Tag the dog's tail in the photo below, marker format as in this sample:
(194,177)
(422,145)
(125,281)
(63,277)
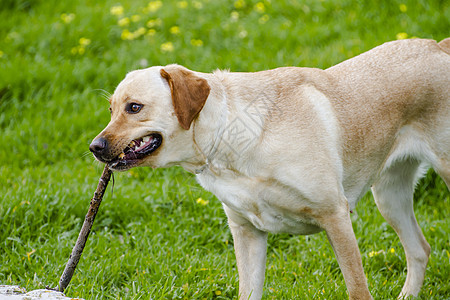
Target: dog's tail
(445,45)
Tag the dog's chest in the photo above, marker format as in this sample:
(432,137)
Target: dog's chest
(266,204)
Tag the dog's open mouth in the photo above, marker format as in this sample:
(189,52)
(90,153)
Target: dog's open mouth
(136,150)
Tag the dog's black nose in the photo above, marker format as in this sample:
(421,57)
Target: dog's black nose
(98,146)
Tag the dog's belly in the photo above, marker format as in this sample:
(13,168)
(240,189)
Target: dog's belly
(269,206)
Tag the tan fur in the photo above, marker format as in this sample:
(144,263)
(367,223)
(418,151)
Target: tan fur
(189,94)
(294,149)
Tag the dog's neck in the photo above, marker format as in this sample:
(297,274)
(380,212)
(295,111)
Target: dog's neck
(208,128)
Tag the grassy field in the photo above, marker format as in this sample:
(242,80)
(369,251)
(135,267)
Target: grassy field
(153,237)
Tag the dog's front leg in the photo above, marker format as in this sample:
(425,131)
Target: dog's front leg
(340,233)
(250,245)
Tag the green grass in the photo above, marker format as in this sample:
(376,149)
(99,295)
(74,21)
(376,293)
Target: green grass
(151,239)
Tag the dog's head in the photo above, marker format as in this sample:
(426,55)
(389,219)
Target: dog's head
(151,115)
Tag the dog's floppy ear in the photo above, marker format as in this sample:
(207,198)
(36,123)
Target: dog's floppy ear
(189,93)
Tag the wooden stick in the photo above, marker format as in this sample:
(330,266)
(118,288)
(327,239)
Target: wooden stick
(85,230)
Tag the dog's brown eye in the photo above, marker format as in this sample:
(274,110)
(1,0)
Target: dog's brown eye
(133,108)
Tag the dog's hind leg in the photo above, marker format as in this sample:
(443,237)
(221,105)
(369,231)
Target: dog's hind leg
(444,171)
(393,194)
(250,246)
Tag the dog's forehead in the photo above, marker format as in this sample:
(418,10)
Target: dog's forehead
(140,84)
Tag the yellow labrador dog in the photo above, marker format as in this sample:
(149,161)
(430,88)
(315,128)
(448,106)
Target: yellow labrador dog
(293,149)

- _Description of the task_: Every record above should be set down exactly, with the pictures left out.

- _Answer space_:
Tag the dog's tail in the photo below, marker format as in this sample:
(194,177)
(422,145)
(125,281)
(63,277)
Target: dog's tail
(445,45)
Tag the dog's chest in the photo above, marker format as in this sample:
(432,137)
Target: dog's chest
(266,204)
Tag the dog's open mouth in the photo above, marker format as in this sample:
(189,52)
(90,153)
Target: dog's open mouth
(136,150)
Tag the dog's black nose in the photo above, marker format as in this sample:
(421,57)
Target: dog's black nose
(98,146)
Tag the dog's belly in the photo above, marker format as in this sample:
(13,168)
(240,189)
Target: dog's belly
(269,206)
Tag the tan fur in the photo above, marker format as in this sample:
(144,263)
(367,223)
(418,151)
Target: tan fur
(189,94)
(294,149)
Tag the dog's neck in the photo above, marker format as in this sample:
(297,274)
(380,212)
(295,111)
Target: dog's neck
(208,128)
Tag the grassy field in the photo above, marker format as in this sample:
(242,80)
(369,251)
(135,267)
Target: grassy field
(153,237)
Tag the dog's front leg in the photo above, marker format as in this sample:
(425,131)
Target: dog's front leg
(340,233)
(250,245)
Tag the green grass in the photo above, marker format as in this sample:
(376,149)
(99,295)
(74,21)
(376,293)
Target: green grass
(151,239)
Tag the dog's head in the photo above, marker format as in this sample:
(426,55)
(389,219)
Target: dog's head
(151,115)
Tag the dog's floppy ear in the photo above, marker format as in this sample:
(207,198)
(36,123)
Target: dog's floppy ear
(189,93)
Tag the wooden stick in the photo above, marker format as in this sample:
(330,266)
(118,288)
(327,239)
Target: wooden stick
(85,230)
Tag the dog's brown eye in the photo above, marker format as in this sample:
(274,110)
(1,0)
Target: dog's brown eye
(133,108)
Tag the dog's hind leg in the photo above, marker format as in this sample:
(443,237)
(221,105)
(369,231)
Target: dog's hind leg
(444,171)
(393,194)
(250,246)
Tag the dog's forehead in the photo above, marker format as in this sample:
(418,10)
Target: dog's forehead
(140,84)
Tag the yellow labrador dog in the photo above, marker format as in this sample:
(149,161)
(430,88)
(315,128)
(448,106)
Target: yellow labrador dog
(293,149)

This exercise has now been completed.